Source document –
══════════════════════════════
The Wheel of Fortune comes up to let you know a chance to make a different choice is afoot. You have ridden the Ferris Wheel of Life, and your car has completed its revolutions. You’re resting quietly at the foot of the ride, everything is parked, and the safety harness is unlocked. Now is your chance to disembark from this ride in favor of finding a new one; if you pass on this chance, you’re inviting the Universe to send you another cycle that is much the same as the one you just finished.
“But, Lou,” I hear you asking, “This ride is not terrible all the time. What if I go try to find a different ride, and the one I pick is actually even worse than this one?”
This fear is so normal, Dear Reader, and one I share with you! We have two things working in our favor though:
Remember that Hermit Phase we just completed where we took a step back from the distraction of society and other people in order to reconnect with our internal light source? Well, that Hermit Season helped recalibrate us back to our path and made it at least a little easier for us to know what’s best for ourselves. Which means when it comes time to choose our next ride, we’re doing so armed with the knowledge of what we actually like and want and need. So, we’re not choosing randomly or being chosen for by someone else; we’re empowered to do for ourselves.
══════════════════════════════
Challenges –
a) State only how many lines of the records contain the string "horizontal".
b) Continue the passage about the Wheel of Fortune, beginning after its final sentence.
══════════════════════════════
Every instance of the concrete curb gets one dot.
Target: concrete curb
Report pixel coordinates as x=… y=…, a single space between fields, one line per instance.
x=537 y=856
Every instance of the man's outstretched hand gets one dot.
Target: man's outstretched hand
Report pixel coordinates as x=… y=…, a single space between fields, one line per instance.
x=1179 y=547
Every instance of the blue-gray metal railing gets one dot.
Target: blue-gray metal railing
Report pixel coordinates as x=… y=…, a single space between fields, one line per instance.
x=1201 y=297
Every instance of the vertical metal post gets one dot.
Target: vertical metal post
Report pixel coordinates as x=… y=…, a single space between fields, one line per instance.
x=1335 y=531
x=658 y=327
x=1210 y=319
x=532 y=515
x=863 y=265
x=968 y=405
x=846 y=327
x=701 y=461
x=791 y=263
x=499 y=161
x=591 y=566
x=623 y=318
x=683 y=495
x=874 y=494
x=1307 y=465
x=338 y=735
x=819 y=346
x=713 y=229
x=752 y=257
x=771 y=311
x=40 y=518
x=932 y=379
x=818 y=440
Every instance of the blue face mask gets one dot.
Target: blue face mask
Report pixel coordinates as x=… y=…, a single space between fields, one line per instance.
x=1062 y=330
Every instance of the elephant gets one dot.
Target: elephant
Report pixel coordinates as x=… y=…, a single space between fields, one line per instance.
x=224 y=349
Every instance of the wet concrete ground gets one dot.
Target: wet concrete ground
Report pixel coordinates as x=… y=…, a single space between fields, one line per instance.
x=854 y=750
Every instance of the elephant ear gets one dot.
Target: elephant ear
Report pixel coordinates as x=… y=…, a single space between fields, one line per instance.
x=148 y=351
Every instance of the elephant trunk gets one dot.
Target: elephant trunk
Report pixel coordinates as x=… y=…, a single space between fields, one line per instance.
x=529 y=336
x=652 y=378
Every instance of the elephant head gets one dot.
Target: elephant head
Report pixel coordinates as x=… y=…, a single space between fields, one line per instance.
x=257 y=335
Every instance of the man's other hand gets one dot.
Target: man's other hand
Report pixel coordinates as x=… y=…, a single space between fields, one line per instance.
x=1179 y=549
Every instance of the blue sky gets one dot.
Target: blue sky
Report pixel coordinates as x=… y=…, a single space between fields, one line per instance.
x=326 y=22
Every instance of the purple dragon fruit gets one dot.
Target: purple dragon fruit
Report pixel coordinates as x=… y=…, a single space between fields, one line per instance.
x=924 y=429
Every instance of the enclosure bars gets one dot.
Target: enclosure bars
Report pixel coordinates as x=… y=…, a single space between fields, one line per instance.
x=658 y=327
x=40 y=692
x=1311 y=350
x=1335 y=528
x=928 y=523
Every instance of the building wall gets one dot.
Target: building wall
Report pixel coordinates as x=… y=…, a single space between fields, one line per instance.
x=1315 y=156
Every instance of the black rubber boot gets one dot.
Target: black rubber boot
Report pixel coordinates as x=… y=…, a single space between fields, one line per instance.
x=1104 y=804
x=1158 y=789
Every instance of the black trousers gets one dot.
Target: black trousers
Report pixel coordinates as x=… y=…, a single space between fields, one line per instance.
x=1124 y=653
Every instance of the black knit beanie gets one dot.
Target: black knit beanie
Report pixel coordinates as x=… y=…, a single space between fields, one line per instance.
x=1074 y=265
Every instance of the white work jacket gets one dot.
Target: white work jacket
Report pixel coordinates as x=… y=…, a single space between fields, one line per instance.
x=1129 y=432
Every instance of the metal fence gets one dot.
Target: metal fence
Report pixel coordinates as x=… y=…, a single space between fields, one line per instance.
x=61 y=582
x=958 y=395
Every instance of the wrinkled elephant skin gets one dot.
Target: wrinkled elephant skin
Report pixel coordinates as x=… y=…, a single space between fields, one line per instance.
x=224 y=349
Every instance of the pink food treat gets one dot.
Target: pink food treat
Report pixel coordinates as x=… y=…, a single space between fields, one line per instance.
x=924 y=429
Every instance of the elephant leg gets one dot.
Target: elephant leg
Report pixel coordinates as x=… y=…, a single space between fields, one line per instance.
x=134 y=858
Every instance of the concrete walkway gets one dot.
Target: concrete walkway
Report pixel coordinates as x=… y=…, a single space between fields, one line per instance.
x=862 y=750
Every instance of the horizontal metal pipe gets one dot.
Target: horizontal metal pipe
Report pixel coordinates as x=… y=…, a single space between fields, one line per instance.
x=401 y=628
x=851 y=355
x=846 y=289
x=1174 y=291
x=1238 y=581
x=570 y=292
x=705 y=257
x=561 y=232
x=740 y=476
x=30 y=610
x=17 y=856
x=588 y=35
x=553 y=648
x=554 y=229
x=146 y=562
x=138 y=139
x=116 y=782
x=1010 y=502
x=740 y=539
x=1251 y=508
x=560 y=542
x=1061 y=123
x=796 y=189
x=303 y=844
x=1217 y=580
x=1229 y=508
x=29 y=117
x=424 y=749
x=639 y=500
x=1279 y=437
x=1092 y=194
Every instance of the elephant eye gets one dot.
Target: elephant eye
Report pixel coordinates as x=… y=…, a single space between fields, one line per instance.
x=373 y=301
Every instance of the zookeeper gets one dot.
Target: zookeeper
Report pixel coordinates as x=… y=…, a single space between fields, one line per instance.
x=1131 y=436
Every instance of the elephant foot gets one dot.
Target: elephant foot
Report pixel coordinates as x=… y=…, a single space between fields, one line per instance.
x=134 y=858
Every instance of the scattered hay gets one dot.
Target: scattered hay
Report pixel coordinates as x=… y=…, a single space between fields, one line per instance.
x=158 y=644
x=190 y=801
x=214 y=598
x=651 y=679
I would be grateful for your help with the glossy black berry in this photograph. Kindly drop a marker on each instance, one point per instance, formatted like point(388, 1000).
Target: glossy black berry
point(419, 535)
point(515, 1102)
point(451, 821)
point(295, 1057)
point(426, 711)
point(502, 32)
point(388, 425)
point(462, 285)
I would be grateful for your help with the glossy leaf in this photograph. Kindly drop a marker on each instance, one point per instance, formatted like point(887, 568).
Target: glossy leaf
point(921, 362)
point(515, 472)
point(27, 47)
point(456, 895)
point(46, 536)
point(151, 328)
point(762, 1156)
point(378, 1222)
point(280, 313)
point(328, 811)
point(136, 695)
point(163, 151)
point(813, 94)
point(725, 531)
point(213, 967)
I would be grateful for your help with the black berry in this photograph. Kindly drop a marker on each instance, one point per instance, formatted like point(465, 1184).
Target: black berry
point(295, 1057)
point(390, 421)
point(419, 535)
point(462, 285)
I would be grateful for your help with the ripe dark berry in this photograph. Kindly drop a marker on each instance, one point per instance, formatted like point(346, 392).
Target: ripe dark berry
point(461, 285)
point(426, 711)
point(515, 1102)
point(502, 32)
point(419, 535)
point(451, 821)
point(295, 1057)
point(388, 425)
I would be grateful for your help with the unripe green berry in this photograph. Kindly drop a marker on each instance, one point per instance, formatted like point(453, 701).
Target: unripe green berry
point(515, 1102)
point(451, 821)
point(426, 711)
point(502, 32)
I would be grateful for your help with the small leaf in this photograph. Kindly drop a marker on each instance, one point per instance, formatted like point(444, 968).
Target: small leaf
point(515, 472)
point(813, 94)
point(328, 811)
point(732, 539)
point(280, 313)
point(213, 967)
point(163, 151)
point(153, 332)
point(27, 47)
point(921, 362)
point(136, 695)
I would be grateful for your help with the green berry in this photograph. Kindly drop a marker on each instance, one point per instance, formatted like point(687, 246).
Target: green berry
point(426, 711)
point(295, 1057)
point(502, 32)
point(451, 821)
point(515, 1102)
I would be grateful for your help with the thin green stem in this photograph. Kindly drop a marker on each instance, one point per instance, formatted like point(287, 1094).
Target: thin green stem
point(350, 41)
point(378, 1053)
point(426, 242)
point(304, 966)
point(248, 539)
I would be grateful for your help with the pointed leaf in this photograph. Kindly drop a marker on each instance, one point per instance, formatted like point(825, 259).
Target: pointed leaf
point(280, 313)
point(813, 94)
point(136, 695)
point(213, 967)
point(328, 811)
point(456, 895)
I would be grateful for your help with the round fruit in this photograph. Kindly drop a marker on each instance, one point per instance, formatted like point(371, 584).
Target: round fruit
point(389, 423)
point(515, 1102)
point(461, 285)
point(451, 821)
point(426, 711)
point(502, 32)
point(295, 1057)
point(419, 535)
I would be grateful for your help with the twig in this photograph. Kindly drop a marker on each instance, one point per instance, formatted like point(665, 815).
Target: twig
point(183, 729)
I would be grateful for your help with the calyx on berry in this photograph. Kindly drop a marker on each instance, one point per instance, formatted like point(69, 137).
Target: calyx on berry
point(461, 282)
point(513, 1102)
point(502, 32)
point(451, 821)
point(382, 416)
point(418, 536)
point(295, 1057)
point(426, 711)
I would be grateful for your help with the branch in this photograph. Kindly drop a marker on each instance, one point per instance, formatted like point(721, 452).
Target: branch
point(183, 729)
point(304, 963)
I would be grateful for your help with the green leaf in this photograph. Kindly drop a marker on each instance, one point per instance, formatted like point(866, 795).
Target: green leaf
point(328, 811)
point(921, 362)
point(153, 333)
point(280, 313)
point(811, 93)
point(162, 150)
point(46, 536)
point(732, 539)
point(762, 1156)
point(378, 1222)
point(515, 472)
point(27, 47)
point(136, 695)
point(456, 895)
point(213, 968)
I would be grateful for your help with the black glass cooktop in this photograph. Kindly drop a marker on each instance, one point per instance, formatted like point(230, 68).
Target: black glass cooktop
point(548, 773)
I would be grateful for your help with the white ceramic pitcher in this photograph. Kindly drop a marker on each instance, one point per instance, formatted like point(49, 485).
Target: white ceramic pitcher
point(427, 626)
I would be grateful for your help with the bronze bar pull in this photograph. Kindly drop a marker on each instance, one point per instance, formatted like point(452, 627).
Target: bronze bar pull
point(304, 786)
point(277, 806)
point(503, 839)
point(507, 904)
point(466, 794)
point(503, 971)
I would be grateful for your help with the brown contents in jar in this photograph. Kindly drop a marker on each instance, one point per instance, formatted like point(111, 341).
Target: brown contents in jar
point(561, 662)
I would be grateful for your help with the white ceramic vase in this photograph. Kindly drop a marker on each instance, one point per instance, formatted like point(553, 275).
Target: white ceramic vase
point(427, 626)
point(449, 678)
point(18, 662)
══════════════════════════════
Responses in order –
a) 2

b)
Fortune is on our side. When this card shows up in a reading, it’s a positive indication that the choice to break free of a cycle is a win in and of itself. It doesn’t actually matter what choice you make next so long as it’s different than what you’ve chosen before. In choosing something better for yourself, you’ve already won. And who knows – you may just find yourself somewhere over the rainbow.